= Task set =
- A) Repeat the passage in the forum thread on APU audio resampling, starting at "Ok guys, I here's" and ending at "uses linear interpolation.".
- B) Pick up the forum thread on APU audio resampling after its final sentence and keep writing it.

= Selected extract =
Ok guys, I here's the problem. I am on a mobile device so performance is at a premium. I don't have enough cpu to emulate the apu at full 1.7mhz and then resample down to 44khz. What's the proper thing to do here? And how can I do it super fast?
I'm currently point sampling the waveform at regular intervals, and that works but occasionally does not sound very accurate.
No need to sacrifice quality, and this is super-fast (faster than anything else I've seen):
blip_buf library.
Explanation of how it works.
You don't need all 1.7mhz worth of samples, you just need to know when the volume level changes.
Here's an example of how to write a catch-up APU that uses linear interpolation.
You aren't running each cycle separately and accumulating the average volume, you are calling a function whenever the volume level of each channel would change.

= Rows =
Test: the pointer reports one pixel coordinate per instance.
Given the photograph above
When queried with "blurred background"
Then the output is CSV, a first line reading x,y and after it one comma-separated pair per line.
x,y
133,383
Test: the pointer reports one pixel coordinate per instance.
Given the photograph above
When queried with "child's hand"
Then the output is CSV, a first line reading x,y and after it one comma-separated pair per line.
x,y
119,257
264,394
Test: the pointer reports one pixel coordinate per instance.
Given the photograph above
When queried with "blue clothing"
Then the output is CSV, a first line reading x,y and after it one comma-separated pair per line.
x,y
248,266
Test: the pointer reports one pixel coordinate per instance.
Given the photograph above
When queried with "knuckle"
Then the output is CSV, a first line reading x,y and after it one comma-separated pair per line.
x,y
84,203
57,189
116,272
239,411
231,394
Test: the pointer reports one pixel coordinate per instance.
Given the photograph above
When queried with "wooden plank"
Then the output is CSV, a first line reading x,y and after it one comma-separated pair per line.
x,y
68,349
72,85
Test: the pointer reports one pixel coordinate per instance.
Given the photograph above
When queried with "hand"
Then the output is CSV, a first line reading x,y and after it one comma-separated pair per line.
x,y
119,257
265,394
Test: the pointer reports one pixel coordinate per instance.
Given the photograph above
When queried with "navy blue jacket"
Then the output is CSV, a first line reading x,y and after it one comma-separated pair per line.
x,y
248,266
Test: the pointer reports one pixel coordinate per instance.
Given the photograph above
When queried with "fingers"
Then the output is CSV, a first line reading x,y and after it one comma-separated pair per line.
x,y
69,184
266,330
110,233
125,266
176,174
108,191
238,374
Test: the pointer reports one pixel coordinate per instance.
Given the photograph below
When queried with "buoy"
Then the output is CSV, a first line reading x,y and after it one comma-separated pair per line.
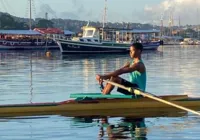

= Answers for this exercise =
- A)
Ok guys, I here's the problem. I am on a mobile device so performance is at a premium. I don't have enough cpu to emulate the apu at full 1.7mhz and then resample down to 44khz. What's the proper thing to do here? And how can I do it super fast?
I'm currently point sampling the waveform at regular intervals, and that works but occasionally does not sound very accurate.
No need to sacrifice quality, and this is super-fast (faster than anything else I've seen):
blip_buf library.
Explanation of how it works.
You don't need all 1.7mhz worth of samples, you just need to know when the volume level changes.
Here's an example of how to write a catch-up APU that uses linear interpolation.

- B)
This is in pseudocode. It's currently written for floating point, but it's easy enough to change to use fixed point math. (Best to change 'samples to run' into a 32.32 fixed point number on ARM, the UMULL instruction is a very fast way to divide.)
The noise channel will still run the slowest though, since it could change volume as quickly as 4 CPU cycles.
Code:
function run channel (new cpu cycle, new volume)
cycles to run = new cpu cycle - last cpu cycle
last cpu cycle = new cpu cycle
samples to run = cycles to run / (cpu speed / sampling rate)
//are we inside a fractional sample?
if (position within sample > 0.0)
//will we leave the sample?
if (position within sample + samples to run >= 1.0)
remaining within sample = 1.0 - position within sample
accumulated volume += remaining within sample * old volume
samples to run -= remaining within sample
wave[sample position] = accumulated volume
sample position += 1
else //we don't leave the sample
accumulated volume += samples to run * old volume
position within sample += samples to run
old volume = new volume
return
//run whole samples
whole samples to run = int(samples to run)
for i = 0, i < whole samples to run, i += 1
wave[sample position] = old volume
sample position += 1
samples to run -= whole samples to run
//entering a new partial sample
if (samples to run > 0.0)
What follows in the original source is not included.